> _SOURCE DATA_:
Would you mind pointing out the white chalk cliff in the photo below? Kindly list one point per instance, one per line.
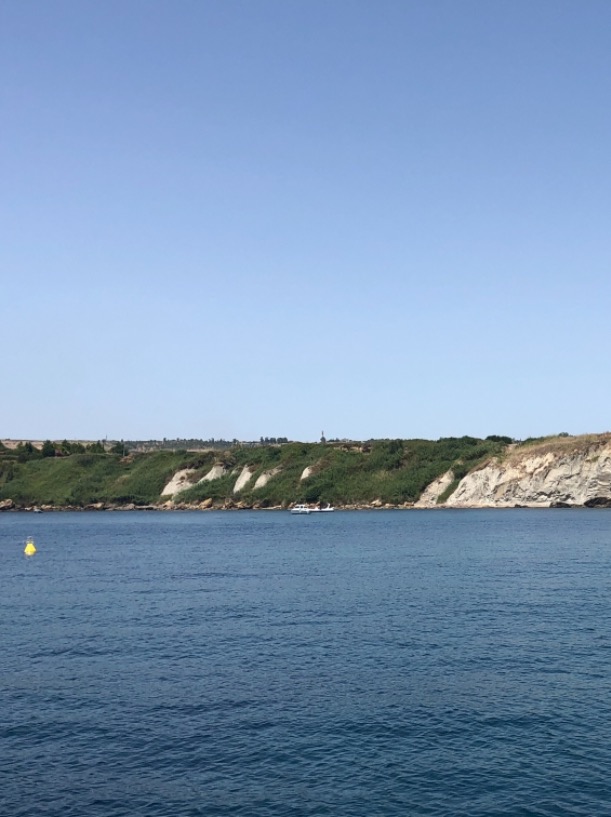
(565, 471)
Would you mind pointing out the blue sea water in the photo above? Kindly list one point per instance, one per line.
(355, 664)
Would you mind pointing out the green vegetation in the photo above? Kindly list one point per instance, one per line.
(343, 473)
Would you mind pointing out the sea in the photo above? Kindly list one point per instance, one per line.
(350, 664)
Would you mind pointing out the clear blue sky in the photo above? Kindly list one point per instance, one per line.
(224, 218)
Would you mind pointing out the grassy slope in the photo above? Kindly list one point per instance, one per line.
(394, 471)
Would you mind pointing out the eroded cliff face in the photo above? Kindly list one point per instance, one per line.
(573, 471)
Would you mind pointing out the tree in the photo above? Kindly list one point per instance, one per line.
(48, 449)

> _WRITTEN INSTRUCTION_: Could you rewrite the entire listing, swapping every "photo" for "image" and changing nothing else, with the pictures left out?

> _WRITTEN SOLUTION_:
Would you mind pointing out the white chalk cliff in the image below? Kindly list one point per instance, one per line.
(565, 471)
Would you mind pointing out the blue sea water in the image above? Kindly list one point per instance, one per line.
(355, 664)
Would you mind pointing out the green vegetation in the image above? Kindly list one point per instance, one per line.
(343, 473)
Would you mind pointing out the sea in the image above? Kindly list one point per instance, one per line.
(350, 664)
Would you mind pointing out the clear blue sky in the image above? Kindly list one point per instance, one per line.
(224, 218)
Would you mind pointing out the grassy slope in the image above? Kindly list one point per instance, one per line.
(394, 471)
Would you mind pointing out the eroded cliff face in the image above? Kindly list one point per instance, one per line.
(573, 471)
Would you mind pointing out the tree in the image above? Kindly list one point per instance, one per line.
(48, 449)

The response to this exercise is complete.